§ **COMPITI DA SVOLGERE**:
a) Nella sentenza, in base a quale titolo l'avvocato Neri Roberto rappresenta e difende il Comune di Finale Emilia?
b) Riporta alla lettera tutto il testo della sentenza, da "udita la relazione" giù fino a "l’accoglimento del ricorso.".
c) Elenca tutti i magistrati che compongono il collegio indicato nella sentenza, ciascuno con il ruolo che vi ricopre.

§ **BRANO CITATO**:

*****

Sentenza Sentenza Cassazione Civile n. 19738 del 17/09/2010

Cassazione civile sez. trib., 17/09/2010, (ud. 12/05/2010, dep. 17/09/2010), n.19738

LA CORTE SUPREMA DI CASSAZIONE

SEZIONE TRIBUTARIA

Composta dagli Ill.mi Sigg.ri Magistrati:

Dott. PIVETTI Marco – rel. Presidente –

Dott. PERSICO Mariaida – Consigliere –

Dott. MARIGLIANO Eugenia – Consigliere –

Dott. POLICHETTI Renato – Consigliere –

Dott. SCARANO Luigi Alessandro – Consigliere –

ha pronunciato la seguente:

sentenza

sul ricorso 2102/2007 proposto da:

COMUNE DI FINALE EMILIA in persona del Sindaco pro tempore,

elettivamente domiciliato in ROMA VIA COSSERIA 2, presso lo studio

dell’avvocato PLACIDI GIUSEPPE, rappresentato e difeso dall’avvocato

NERI ROBERTO, giusta delega in calce;

– ricorrente –

contro

ANSA MARMITTE S.R.L. (già ARVIN REPLACEMENT PRODUCTS s.r.l. già

ANSA MARMITTE S.P.A.), in persona dell’Amministratore del Consiglio

di Amministrazione, elettivamente domiciliato in ROMA CORSO TRIESTE

N. 87, presso lo studio dell’avvocato ANTONUCCI ARTURO, che lo

rappresenta e difende unitamente all’avvocato POLA DANTE, giusta

delega in calce;

– controricorrente –

avverso la sentenza n. 117/2005 della COMM.TRIB.REG. di BOLOGNA,

depositata il 04/10/2006;

udita la relazione della causa svolta nella pubblica udienza del

12/05/2010 dal Presidente e Relatore Dott. MARCO PIVETTI;

udito per il ricorrente l’Avvocato NERI, che ha chiesto

l’accoglimento;

udito per il resistente l’Avvocato POLA, che ha chiesto il rigetto;

udito il P.M. in persona del SOSTITUTO PROCURATORE GENERALE Dott.

SEPE Ennio Attilio, che ha concluso per l’accoglimento del ricorso.

 

Fatto

SVOLGIMENTO DEL PROCESSO

La Commissione tributaria provinciale di Modena e, in secondo grado, la Commissione tributaria regionale di Bologna hanno accolto l’opposizione proposta dalla Arvin Replacements Products s.r.l. – ora Ansa marmitte srl – agli avvisi di accertamento n. (OMISSIS) relativi all’ICI per gli anni dal 1995 al 1998, notificati alla società suddetta dal Comune di Finale Emilia.

*****

§ **ESTRATTO DEI DATI**:
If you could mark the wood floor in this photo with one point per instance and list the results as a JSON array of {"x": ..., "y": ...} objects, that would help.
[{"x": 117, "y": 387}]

*****

§ **RISULTATI DEI COMPITI**:
a) In base alla delega in calce.

b)
udita la relazione della causa svolta nella pubblica udienza del

12/05/2010 dal Presidente e Relatore Dott. MARCO PIVETTI;

udito per il ricorrente l’Avvocato NERI, che ha chiesto

l’accoglimento;

udito per il resistente l’Avvocato POLA, che ha chiesto il rigetto;

udito il P.M. in persona del SOSTITUTO PROCURATORE GENERALE Dott.

SEPE Ennio Attilio, che ha concluso per l’accoglimento del ricorso.

c)
- Dott. Pivetti Marco, relatore e Presidente
- Dott. Persico Mariaida, Consigliere
- Dott. Marigliano Eugenia, Consigliere
- Dott. Polichetti Renato, Consigliere
- Dott. Scarano Luigi Alessandro, Consigliere